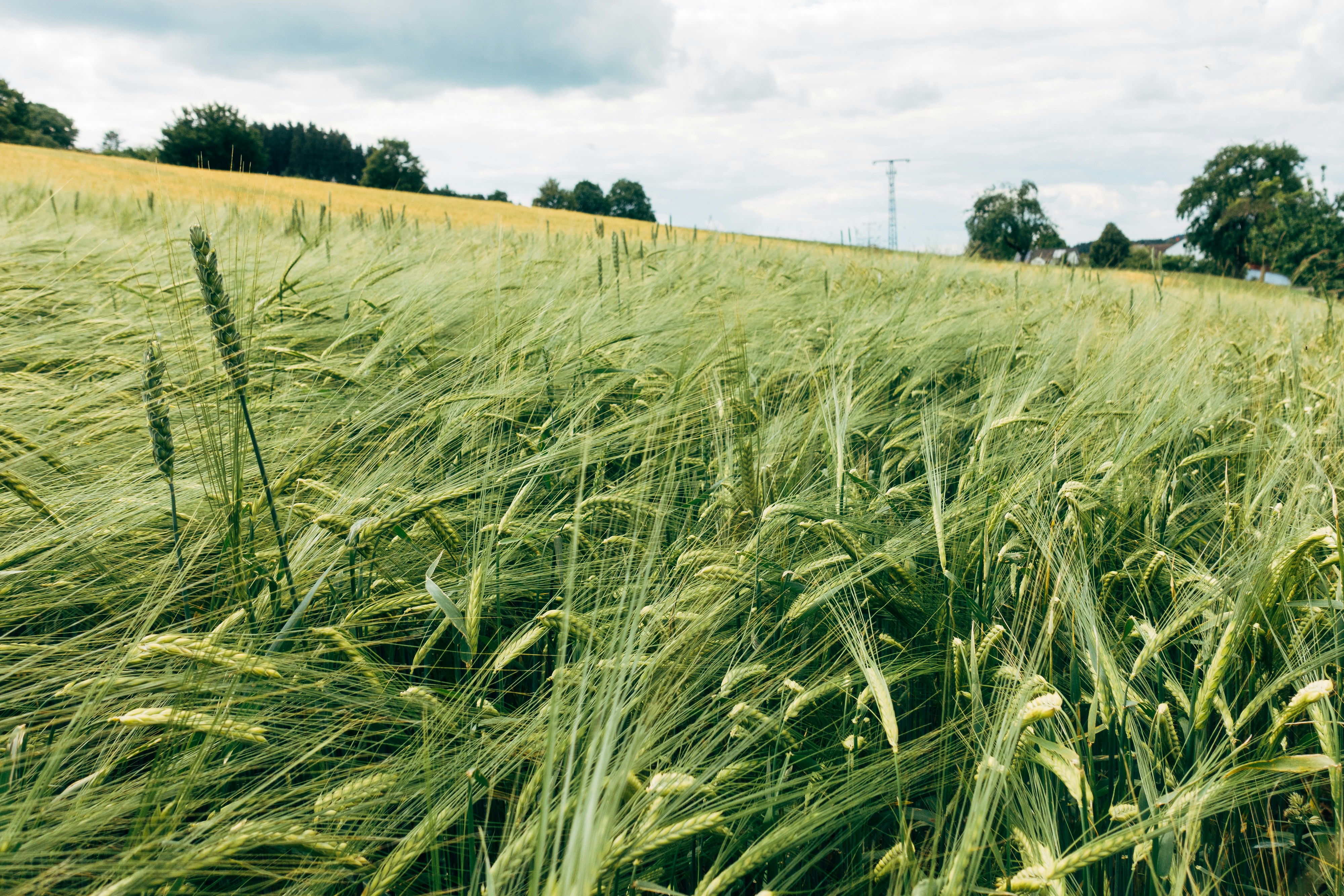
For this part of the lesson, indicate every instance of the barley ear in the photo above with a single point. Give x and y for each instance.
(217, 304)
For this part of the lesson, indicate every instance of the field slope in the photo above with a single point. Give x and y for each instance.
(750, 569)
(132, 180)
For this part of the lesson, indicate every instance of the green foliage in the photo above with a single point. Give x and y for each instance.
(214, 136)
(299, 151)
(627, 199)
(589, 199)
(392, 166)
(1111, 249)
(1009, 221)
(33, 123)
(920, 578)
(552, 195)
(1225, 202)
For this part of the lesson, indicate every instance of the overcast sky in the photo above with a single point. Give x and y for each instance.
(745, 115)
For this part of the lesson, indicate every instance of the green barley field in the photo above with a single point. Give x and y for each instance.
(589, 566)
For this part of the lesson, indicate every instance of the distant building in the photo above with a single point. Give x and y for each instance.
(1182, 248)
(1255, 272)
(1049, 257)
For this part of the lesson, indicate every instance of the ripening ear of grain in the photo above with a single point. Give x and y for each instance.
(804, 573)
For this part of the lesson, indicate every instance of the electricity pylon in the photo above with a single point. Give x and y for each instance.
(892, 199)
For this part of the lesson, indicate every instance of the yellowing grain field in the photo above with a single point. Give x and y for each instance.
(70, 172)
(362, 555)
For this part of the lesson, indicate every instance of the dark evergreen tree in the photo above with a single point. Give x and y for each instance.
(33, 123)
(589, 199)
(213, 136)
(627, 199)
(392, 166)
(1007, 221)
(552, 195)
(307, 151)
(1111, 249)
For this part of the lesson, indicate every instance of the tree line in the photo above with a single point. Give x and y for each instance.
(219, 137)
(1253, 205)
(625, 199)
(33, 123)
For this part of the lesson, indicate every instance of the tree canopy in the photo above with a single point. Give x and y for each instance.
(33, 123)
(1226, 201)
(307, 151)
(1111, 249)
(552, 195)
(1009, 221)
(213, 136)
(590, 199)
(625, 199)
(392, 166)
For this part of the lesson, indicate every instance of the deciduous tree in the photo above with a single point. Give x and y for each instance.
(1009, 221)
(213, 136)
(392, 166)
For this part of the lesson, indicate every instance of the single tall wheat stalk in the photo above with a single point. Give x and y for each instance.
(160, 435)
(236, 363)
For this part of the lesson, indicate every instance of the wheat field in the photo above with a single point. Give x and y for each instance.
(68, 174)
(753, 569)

What is required
Repeat the data above exactly, but not the pictures.

Written answer
For this part of the lesson, indicate every instance of the barley ear in the photo above with a single point. Give x and y for each instance.
(217, 304)
For this part of the lesson, indicate every instance of the field slope in the photo above with a single point. Give x and y for each instance.
(750, 569)
(132, 180)
For this part of the lesson, indicate every instance of the green foliage in the photo above with a single point. Give x and y for each instance.
(214, 136)
(299, 151)
(627, 199)
(589, 199)
(392, 166)
(1111, 249)
(1009, 221)
(33, 123)
(920, 578)
(552, 195)
(1225, 202)
For this part of the lesson, indicate every instance of the overcast sky in the photo above with a single point. Give x and y for each instance.
(745, 115)
For this part of the lesson, indicate every instance of the green barley field in the photo above with a single point. Give x and y for each instance.
(589, 566)
For this part of the lesson, indicate every instance of the distant building in the photo above with a single point. Give x and y for each instance.
(1182, 248)
(1255, 272)
(1049, 257)
For this part of the lesson, indicate every instance of the ripening ear of grain in the photo above with a single point. Give x and y for each instance.
(804, 573)
For this part of the lesson, indicate every instance of the electricity pylon in the photo above with a single point. Give x and y for each instance.
(892, 199)
For this part of the lesson, indicate every instance of the yellowing grain field in the photo above with a single point. Give x and y for each instance.
(70, 172)
(362, 555)
For this part of the lesson, indicate every instance of the dark evergreen tree in the photo above with a single point. Give x and y for each instance.
(33, 123)
(589, 199)
(213, 136)
(627, 199)
(392, 166)
(1007, 221)
(552, 195)
(307, 151)
(1111, 249)
For this part of the lesson, indicate every instance of the tree line in the photo above with a single point. Give x and y for each instance.
(219, 137)
(1253, 205)
(625, 199)
(33, 123)
For this part of the lesson, indicate every instance of the tree canopy in the photo above with a single point. Give x and y for each instance.
(33, 123)
(1226, 201)
(307, 151)
(1111, 249)
(552, 195)
(1009, 221)
(213, 136)
(590, 199)
(625, 199)
(392, 166)
For this part of the lesson, indicate every instance of the deciduous tree in the photo above with a single point. Give x and y for each instance.
(1009, 221)
(213, 136)
(392, 166)
For this part of the lesson, indicate every instance of the single tall wheat stalk in the photo above with a single point. Give x and y for each instance.
(160, 435)
(236, 363)
For this part of the lesson, indicate every instance of the wheat field in the photo above with a single point. Give x and y for each instance.
(68, 174)
(753, 569)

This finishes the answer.